BEGIN Entries supplied
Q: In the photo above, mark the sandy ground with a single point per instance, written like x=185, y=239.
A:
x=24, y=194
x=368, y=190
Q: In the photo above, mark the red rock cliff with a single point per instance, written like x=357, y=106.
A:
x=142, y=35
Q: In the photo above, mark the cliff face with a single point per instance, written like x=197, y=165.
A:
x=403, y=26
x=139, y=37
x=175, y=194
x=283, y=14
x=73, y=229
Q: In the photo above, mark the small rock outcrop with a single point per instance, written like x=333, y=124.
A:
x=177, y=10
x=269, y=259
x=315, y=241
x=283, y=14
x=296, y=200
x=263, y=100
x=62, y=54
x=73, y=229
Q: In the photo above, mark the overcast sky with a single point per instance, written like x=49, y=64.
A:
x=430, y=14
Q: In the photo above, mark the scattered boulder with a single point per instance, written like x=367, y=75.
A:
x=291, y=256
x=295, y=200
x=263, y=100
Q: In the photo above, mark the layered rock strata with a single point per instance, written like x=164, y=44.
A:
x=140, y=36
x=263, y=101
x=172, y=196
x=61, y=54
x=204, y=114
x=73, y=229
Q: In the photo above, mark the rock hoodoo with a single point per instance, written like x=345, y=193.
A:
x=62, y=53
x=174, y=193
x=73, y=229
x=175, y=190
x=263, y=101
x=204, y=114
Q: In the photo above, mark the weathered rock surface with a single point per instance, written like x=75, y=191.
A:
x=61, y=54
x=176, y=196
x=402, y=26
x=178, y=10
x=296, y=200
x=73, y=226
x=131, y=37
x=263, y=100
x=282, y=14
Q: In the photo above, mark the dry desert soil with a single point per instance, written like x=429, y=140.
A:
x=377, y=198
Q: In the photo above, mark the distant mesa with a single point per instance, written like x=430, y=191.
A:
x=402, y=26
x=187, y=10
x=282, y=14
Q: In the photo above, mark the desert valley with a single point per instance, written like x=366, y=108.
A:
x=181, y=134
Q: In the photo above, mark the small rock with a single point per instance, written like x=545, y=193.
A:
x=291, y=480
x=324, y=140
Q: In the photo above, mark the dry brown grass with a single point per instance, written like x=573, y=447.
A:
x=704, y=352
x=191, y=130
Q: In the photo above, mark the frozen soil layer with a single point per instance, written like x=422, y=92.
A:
END Entries supplied
## Problem description
Line by line, output the records exactly as given.

## Solved exercise
Q: In the photo above, mark the sandy ground with a single point per instance, written like x=185, y=239.
A:
x=24, y=194
x=368, y=190
Q: In the photo above, mark the red rock cliff with a single point per instance, written like x=357, y=106.
A:
x=142, y=35
Q: In the photo above, mark the cliff face with a single point per instance, written like x=197, y=165.
A:
x=403, y=26
x=139, y=37
x=175, y=194
x=283, y=14
x=73, y=229
Q: In the photo above, mark the small rock outcrop with a single point per instance, written like x=333, y=124.
A:
x=177, y=10
x=269, y=259
x=315, y=241
x=283, y=14
x=296, y=200
x=263, y=100
x=62, y=54
x=73, y=229
Q: In the photo above, mark the overcast sky with a single point per instance, written like x=49, y=64.
A:
x=430, y=14
Q: In the photo above, mark the scattered boulder with a single point per instance, written like x=367, y=75.
A:
x=291, y=256
x=295, y=200
x=263, y=100
Q: In the photo above, mark the layered rock strata with a single point per instance, written like x=164, y=44.
A:
x=140, y=36
x=263, y=101
x=172, y=196
x=61, y=54
x=204, y=114
x=73, y=229
Q: In the photo above, mark the rock hoodoo with a single point per instance, written like x=345, y=193.
A:
x=62, y=53
x=174, y=193
x=73, y=229
x=175, y=190
x=263, y=101
x=204, y=114
Q: In the photo above, mark the weathered rock surface with a single point per instance, written like x=75, y=191.
A:
x=61, y=54
x=176, y=196
x=402, y=26
x=178, y=10
x=296, y=200
x=73, y=226
x=131, y=37
x=263, y=100
x=282, y=14
Q: In the photo above, mark the dry desert soil with a single point per instance, written like x=429, y=140.
A:
x=377, y=198
Q: In the photo above, mark the distant mesa with a single point per instance, written like x=430, y=191.
A:
x=402, y=26
x=187, y=10
x=282, y=14
Q: In the photo above, mark the desert valley with a single point per instance, written like x=366, y=108.
A:
x=181, y=134
Q: In the photo above, mark the small rock with a single point per instance, written like x=545, y=193.
A:
x=291, y=480
x=324, y=140
Q: In the photo above, mark the dry brown grass with a single point per instance, written like x=573, y=447.
A:
x=704, y=352
x=191, y=130
Q: In the photo above, mark the frozen soil layer with a single point per instance, written like x=422, y=92.
A:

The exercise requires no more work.